• _Objectif_
Dans le discours d'accueil au Sénat reproduit ci-dessous, transcrivez à l'identique le passage qui va de "Permettez-moi tout d'abord" à "de leurs représentants.".

• _Texte source_
À vous tous, je souhaite la bienvenue au Sénat, en mon nom propre et celui de mes collègues de la délégation.
Permettez-moi tout d'abord de me tourner vers notre Président du Sénat, Gérard Larcher, sans qui la délégation, dont la genèse remonte à une mission d'information initiée par lui en 2009, n'existerait peut-être pas encore ! Je veux lui dire notre gratitude de toujours être attentif à la situation de nos outre-mer et à l'écoute de leurs représentants.
Conscient des potentiels de ces territoires et de leur diversité qui leur confère souvent un statut d'éclaireur, de pionnier, dans des domaines aussi divers que l'exploration des fonds marins, les énergies renouvelables mais aussi l'organisation institutionnelle, notre Président du Sénat cite volontiers les outre-mer en exemple et, encore récemment, comme source d'inspiration dans la recherche d'un modèle contribuant à trouver une issue à la crise ukrainienne.

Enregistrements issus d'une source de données
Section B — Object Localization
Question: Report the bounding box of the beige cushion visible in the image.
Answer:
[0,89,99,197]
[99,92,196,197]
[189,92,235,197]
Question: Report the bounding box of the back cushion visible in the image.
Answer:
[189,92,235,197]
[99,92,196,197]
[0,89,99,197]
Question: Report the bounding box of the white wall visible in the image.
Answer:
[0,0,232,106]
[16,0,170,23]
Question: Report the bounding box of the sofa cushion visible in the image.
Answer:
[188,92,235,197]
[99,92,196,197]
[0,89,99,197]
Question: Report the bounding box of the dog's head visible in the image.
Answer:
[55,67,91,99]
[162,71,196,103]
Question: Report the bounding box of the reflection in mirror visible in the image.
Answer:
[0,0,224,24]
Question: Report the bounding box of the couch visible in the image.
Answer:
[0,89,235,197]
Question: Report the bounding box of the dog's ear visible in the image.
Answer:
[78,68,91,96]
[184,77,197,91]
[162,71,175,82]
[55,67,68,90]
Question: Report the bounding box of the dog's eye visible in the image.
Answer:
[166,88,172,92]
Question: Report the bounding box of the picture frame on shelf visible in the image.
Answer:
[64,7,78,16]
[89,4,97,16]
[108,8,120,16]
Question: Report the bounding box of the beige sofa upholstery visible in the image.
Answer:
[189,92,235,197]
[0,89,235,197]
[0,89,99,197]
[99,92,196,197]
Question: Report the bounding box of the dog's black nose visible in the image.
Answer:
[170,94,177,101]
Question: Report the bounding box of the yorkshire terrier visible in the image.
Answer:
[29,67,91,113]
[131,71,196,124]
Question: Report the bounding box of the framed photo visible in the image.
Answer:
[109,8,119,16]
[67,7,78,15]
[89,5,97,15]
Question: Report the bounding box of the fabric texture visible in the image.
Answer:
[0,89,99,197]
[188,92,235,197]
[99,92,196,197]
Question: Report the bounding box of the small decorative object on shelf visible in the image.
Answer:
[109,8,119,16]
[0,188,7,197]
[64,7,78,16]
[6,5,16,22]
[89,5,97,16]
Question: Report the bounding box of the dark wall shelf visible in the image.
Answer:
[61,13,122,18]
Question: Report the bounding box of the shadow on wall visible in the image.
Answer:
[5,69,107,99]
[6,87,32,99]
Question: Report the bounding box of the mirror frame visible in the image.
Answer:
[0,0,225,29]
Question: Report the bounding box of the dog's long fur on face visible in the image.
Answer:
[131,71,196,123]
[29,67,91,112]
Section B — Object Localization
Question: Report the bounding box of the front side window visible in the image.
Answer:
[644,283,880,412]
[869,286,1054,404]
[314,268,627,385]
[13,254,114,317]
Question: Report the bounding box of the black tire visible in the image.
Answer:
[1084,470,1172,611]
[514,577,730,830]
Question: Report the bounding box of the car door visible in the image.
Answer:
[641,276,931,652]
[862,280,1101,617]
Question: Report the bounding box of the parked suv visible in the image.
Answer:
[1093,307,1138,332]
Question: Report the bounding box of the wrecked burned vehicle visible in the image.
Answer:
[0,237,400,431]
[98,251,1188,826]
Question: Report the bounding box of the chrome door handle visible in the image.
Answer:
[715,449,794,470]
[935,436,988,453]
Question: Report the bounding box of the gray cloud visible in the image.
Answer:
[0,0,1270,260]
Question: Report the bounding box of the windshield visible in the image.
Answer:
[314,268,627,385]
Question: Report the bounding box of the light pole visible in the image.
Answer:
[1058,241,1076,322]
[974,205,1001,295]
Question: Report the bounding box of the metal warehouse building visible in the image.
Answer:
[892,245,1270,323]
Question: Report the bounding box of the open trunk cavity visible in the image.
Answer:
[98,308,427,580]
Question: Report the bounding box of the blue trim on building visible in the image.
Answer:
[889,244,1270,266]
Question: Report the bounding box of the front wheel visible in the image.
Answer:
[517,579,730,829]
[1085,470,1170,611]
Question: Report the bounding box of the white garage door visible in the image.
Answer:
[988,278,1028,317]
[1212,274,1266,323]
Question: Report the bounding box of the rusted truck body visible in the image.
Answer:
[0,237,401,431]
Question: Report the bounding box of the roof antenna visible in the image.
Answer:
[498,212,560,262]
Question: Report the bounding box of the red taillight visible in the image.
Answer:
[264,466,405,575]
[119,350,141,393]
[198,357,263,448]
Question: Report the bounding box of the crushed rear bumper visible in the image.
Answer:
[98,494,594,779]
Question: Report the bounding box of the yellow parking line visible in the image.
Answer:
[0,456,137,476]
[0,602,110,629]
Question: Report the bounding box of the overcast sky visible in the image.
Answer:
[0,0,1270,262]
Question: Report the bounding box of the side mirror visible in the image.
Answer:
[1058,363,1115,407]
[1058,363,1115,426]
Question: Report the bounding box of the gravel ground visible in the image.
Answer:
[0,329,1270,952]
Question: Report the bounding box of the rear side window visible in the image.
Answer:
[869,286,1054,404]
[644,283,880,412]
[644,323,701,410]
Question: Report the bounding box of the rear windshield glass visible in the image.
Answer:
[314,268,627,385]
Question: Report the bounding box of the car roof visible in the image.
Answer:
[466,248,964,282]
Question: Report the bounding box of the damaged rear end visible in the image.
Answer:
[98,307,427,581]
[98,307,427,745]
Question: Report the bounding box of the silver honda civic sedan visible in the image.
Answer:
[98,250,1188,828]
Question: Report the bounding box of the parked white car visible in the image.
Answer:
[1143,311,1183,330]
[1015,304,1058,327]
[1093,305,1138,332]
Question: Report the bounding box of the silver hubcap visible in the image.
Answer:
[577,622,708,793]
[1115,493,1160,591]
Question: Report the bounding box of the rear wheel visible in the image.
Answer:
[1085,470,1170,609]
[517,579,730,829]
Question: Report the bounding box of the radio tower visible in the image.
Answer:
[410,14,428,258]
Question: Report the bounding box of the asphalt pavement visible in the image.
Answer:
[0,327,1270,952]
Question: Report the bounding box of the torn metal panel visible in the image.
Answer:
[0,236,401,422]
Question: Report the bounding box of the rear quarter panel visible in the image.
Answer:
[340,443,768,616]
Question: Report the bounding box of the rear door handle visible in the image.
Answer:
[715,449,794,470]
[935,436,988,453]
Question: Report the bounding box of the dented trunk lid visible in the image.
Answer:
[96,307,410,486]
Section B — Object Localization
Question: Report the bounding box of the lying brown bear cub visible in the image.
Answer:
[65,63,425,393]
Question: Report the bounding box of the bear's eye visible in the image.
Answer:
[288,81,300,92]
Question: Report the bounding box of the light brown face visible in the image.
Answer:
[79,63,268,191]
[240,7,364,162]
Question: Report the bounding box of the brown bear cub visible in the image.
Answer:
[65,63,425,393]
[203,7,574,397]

• _Réponse attendue_
Permettez-moi tout d'abord de me tourner vers notre Président du Sénat, Gérard Larcher, sans qui la délégation, dont la genèse remonte à une mission d'information initiée par lui en 2009, n'existerait peut-être pas encore ! Je veux lui dire notre gratitude de toujours être attentif à la situation de nos outre-mer et à l'écoute de leurs représentants.